- **TASKS FOR THIS EXERCISE**:
1. In the email below about pharmacists and units of measurement, copy the passage from "Naturally I can't" up to and including "their own devising." word for word.
2. Answer these questions using the email below about pharmacists and units of measurement.
(a) What kind of quiz is part of the initial licensure exam?
(b) What amount did the technician want to see on the label?
(c) What place is given under the name Pat Naughtin?

- **PASSAGE PROVIDED**:
==*==

Dear Paul, John and All,

I think John is being a little harsh in condemning the pharmacists in these
transactions - the medical staff (health professionals) also play a major
role here.

Naturally I can't speak for the USA, but my experience here is that doctors
and nurses are almost universally ignorant of SI in Australia. The battle
through their numerical days with a mishmash of units from old imperial
sources muddled together with cgs, mksA, and other specialist medical units
of their own devising.

Leave the pharmacists alone John, they are probably the best of a bad lot.
But having said that I am reminded of an old Bushies' (Australian rural)
line: 'Just because it's the best, doesn't mean it's any good!'

Cheers,

Pat Naughtin CAMS
Geelong, Australia

on 07.01.2001 11.22, Paul Trusten at [EMAIL PROTECTED] wrote:

> Sounds simple enough, but it's not in the cards. We do take a
> calculations quiz as part of our initial licensure exam, but there are
> no mandatory continuing education requirements for an annual or even
> period repeat of a pharmaceutical calculations exam. Some states require
> pharmacists to take a continuing education program in pharmacy law as
> part of their annual continuing education requirements for relicensure,
> but I have never seen a mandate for a closed-book periodic
> re-examination of calculations skills.
> 
> What had happened in the instance that I once mentioned here was that
> the technician was mixing a chemotherapy product, which is done so
> carefully that even a different unit of measurement causes a tiny bit of
> confusion. She wanted to see 600 mg, not 0.6 g, on the label, and I had
> labeled it just the way the doctor ordered it: 0.6 g. We customarily
> label the product with the same name and the same units ordered by the
> physician. I was a bit surprised that she could not accept 0.6 g as a
> unit to work with.

==*==

- **MATERIAL SHOWN**:
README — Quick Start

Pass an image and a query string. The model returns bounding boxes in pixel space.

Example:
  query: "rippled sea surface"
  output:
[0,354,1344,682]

==*==

- **ANSWERS FOR THE TASKS**:
1.
Naturally I can't speak for the USA, but my experience here is that doctors
and nurses are almost universally ignorant of SI in Australia. The battle
through their numerical days with a mishmash of units from old imperial
sources muddled together with cgs, mksA, and other specialist medical units
of their own devising.

2.
(a) A calculations quiz.
(b) 600 mg.
(c) Geelong, Australia.